[Trabajo a realizar]
Organice todo el listado como un CSV de dos columnas, entrada y salida, con una fila por cada texto y su respuesta. Cada valor debe ir en un solo campo entre comillas, con los saltos de línea sustituidos por espacios.

------------------------

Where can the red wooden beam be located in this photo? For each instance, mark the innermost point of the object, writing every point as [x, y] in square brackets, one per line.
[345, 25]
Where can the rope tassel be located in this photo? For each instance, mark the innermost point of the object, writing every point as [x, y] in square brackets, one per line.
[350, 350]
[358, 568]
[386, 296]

------------------------

[Solución del ejercicio]
entrada,salida
"Where can the red wooden beam be located in this photo? For each instance, mark the innermost point of the object, writing every point as [x, y] in square brackets, one per line.","[345, 25]"
"Where can the rope tassel be located in this photo? For each instance, mark the innermost point of the object, writing every point as [x, y] in square brackets, one per line.","[350, 350] [358, 568] [386, 296]"